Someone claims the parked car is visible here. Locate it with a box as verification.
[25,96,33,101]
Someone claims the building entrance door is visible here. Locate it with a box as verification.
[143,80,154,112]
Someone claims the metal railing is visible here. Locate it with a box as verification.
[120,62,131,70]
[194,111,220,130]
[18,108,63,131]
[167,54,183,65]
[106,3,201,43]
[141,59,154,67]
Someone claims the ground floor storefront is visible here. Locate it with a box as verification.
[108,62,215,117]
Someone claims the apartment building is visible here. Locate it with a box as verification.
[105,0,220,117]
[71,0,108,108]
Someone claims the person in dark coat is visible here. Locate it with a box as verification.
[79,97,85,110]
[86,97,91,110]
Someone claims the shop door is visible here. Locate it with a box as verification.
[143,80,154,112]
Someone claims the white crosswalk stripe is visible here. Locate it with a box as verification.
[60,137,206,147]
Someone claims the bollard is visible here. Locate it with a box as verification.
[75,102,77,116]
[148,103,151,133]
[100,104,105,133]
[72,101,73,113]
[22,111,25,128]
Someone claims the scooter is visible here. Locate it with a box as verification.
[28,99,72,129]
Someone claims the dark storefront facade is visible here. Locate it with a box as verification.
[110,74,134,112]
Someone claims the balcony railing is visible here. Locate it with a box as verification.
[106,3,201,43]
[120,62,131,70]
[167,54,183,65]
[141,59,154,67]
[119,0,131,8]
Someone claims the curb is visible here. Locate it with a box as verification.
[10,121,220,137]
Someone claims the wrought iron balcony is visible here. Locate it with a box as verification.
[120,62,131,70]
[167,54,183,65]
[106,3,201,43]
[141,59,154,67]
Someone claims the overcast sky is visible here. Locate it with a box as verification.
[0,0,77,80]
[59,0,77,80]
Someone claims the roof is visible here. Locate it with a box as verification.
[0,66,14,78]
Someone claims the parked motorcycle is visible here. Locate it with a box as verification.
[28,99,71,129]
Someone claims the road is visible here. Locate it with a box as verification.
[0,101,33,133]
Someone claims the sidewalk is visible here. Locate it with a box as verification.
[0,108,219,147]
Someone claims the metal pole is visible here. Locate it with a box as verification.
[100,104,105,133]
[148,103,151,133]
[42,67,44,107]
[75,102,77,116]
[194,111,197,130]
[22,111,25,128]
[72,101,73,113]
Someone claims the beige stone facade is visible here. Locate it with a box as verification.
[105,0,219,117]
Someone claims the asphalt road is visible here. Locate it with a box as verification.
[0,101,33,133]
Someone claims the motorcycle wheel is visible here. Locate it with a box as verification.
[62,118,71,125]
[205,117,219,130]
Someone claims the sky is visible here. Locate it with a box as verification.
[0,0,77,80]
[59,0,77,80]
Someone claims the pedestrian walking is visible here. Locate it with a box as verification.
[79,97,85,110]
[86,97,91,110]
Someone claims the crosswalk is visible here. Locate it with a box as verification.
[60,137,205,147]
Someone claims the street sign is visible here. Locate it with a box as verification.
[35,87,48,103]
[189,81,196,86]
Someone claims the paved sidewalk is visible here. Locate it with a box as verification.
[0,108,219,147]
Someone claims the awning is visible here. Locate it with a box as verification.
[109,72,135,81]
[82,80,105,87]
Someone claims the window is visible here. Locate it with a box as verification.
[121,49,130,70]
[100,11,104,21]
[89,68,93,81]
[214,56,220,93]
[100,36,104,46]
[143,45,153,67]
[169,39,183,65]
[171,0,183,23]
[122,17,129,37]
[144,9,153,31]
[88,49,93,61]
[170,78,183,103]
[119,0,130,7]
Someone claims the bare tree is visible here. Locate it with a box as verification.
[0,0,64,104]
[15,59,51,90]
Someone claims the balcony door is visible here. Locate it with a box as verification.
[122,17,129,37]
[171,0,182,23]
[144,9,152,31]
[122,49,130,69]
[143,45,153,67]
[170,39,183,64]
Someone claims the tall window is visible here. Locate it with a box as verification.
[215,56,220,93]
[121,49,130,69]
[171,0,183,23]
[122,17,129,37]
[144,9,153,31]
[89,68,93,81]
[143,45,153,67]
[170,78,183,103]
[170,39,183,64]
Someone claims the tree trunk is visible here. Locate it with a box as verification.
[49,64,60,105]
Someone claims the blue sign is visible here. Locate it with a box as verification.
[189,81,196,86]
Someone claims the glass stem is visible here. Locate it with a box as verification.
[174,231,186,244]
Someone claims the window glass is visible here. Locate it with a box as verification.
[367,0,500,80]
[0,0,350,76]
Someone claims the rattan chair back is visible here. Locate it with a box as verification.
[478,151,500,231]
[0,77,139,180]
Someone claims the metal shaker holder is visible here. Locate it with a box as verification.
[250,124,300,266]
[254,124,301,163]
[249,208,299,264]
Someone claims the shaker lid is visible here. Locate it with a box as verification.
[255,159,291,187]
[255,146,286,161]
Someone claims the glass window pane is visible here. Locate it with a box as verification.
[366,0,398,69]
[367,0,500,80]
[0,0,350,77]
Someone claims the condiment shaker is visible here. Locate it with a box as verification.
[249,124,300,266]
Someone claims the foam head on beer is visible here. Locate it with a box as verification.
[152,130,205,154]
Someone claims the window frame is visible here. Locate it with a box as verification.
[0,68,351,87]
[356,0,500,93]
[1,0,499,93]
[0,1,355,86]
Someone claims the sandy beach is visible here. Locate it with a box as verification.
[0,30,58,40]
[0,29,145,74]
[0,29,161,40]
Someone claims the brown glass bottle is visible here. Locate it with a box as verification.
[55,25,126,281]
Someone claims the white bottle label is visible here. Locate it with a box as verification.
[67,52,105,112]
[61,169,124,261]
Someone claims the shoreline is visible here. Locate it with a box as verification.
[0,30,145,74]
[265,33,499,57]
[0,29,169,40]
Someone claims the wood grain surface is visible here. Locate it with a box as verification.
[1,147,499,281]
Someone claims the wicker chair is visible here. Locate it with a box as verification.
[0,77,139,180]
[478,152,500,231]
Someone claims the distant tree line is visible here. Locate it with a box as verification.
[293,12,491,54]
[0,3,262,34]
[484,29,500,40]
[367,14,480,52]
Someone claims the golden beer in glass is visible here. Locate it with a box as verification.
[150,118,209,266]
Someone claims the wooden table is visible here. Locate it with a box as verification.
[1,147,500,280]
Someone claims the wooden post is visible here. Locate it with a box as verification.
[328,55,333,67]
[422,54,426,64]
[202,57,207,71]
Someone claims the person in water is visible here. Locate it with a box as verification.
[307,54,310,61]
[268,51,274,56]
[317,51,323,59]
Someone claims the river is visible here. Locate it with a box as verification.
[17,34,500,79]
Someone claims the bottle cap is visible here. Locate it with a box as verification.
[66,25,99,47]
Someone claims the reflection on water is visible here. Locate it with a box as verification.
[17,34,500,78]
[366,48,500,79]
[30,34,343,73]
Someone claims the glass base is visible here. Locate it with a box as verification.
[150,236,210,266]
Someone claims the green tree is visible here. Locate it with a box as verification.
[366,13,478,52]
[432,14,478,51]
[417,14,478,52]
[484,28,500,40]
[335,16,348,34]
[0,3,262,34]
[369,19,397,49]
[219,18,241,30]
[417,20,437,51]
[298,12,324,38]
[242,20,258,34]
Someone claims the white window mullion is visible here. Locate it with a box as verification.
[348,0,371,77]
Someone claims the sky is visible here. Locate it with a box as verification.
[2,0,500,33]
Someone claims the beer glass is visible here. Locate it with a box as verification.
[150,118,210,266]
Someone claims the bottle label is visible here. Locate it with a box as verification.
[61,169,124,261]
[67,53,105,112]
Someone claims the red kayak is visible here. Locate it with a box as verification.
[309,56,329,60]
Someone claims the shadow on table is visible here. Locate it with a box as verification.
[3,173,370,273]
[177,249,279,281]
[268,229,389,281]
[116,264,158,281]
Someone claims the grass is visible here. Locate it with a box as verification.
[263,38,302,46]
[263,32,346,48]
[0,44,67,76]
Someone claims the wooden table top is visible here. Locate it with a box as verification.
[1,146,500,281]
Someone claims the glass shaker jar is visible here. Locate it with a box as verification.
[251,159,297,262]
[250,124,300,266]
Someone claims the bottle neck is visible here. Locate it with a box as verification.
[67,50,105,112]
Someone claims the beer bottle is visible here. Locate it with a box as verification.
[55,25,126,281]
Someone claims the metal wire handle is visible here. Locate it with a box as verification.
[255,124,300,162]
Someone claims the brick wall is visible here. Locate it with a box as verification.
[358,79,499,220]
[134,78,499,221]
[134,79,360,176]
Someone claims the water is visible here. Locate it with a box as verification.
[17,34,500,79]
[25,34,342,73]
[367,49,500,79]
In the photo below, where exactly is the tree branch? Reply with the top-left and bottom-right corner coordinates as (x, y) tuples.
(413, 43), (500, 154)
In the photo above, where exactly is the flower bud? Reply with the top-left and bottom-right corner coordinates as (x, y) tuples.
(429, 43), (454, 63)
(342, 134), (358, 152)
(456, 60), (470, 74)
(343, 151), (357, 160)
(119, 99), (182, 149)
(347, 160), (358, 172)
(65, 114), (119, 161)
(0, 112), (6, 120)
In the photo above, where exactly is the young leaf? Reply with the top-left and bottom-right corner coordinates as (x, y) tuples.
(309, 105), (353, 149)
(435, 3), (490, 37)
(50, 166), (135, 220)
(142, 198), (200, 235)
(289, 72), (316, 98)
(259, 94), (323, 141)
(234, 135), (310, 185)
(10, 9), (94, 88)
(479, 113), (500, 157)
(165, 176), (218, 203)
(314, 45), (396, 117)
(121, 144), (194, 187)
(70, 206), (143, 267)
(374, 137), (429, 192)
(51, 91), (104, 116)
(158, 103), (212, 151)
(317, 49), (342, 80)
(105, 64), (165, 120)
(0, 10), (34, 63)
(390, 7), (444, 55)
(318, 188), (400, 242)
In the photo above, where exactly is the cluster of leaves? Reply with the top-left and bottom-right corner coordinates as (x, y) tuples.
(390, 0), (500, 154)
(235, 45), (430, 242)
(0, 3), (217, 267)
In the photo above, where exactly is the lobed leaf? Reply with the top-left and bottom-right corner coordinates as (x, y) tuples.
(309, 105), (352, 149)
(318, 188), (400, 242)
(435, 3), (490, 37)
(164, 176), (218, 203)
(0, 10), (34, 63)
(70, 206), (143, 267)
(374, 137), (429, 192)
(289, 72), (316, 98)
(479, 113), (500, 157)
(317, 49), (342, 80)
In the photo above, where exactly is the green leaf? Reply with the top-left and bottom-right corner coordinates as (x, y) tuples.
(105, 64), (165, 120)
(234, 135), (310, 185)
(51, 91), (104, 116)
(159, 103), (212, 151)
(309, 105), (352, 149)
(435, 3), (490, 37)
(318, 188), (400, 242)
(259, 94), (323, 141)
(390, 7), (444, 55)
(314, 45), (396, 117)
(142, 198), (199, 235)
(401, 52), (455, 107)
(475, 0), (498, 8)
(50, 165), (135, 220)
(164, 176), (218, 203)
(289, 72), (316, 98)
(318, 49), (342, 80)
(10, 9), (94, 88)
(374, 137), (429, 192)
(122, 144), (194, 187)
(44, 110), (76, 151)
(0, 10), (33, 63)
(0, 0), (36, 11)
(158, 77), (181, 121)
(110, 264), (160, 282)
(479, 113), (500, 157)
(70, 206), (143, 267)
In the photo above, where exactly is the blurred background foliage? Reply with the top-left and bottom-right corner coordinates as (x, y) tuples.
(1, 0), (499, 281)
————————
Required action: Set down, word for word and with no other lines, the listing from the line marked by "In the photo above, where exactly is the blurred" through its final line.

Exercise result:
In the photo above, where exactly is the blurred background foliage? Reply with the top-left and bottom-right corner coordinates as (x, y) tuples.
(1, 0), (499, 281)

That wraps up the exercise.